### Given text:
====================

1 Introduction to the education pack

Perpetua Kirby and Rebecca Webb

What is meant by creating with uncertainty?

We all live with uncertainties. There are no clear answers, and yet nonetheless we must arrive at our own positions about what to think and what to do. This includes how we might live our lives differently and more sustainably, even if sustainability itself throws up many uncertainties about what might happen, what to do and how best to live our lives in ways that mitigate the damage humans are causing to the planet.

This set of resources is designed to support students to attend closely, dig deeply and engage with the complexities of climate change and biodiversity loss in their everyday lives. It consists of ten on-the-ground sustainability topics, each offering different activities that can be used to enrich teaching across the curriculum. They engage students philosophically and practically to work towards a more sustainable world.

But what is key is that this pack offers opportunities to be creative with uncertainty, so that students and their teachers can draw on their own and curricular knowledge, to see what new things they might discover. The invitation is to be uncertain together, where neither the educator nor the student does not (and cannot) know the answer in advance. After all there will not be ‘one right answer’!

====================

### Extracted entries:

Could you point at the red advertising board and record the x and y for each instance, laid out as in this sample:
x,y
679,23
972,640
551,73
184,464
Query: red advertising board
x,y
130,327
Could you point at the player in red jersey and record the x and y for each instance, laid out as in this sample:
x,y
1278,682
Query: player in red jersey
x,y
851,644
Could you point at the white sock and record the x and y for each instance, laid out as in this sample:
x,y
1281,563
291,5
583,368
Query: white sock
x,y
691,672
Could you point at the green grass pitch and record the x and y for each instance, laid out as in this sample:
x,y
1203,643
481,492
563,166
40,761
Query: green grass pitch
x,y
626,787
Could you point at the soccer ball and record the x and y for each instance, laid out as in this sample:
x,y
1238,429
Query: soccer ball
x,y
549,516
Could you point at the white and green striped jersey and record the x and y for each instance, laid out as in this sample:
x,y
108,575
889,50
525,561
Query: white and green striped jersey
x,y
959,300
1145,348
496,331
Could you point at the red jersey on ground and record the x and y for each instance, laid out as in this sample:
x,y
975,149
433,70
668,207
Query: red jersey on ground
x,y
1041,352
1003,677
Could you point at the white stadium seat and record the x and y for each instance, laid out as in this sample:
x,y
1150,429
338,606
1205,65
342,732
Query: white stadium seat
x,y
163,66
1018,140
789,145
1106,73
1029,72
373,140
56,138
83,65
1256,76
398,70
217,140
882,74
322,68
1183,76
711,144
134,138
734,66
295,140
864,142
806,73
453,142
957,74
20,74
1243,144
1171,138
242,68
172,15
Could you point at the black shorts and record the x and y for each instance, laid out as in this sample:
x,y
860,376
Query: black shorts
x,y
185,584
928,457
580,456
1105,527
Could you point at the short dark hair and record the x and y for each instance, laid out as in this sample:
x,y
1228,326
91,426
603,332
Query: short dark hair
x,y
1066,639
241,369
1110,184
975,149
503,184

====================

### Work to complete:
Reproduce the education pack introduction from "This set of" to "be ‘one right answer’!", swapping every "students" for "pupils".

### Solution to this problem:
This set of resources is designed to support pupils to attend closely, dig deeply and engage with the complexities of climate change and biodiversity loss in their everyday lives. It consists of ten on-the-ground sustainability topics, each offering different activities that can be used to enrich teaching across the curriculum. They engage pupils philosophically and practically to work towards a more sustainable world.

But what is key is that this pack offers opportunities to be creative with uncertainty, so that pupils and their teachers can draw on their own and curricular knowledge, to see what new things they might discover. The invitation is to be uncertain together, where neither the educator nor the student does not (and cannot) know the answer in advance. After all there will not be ‘one right answer’!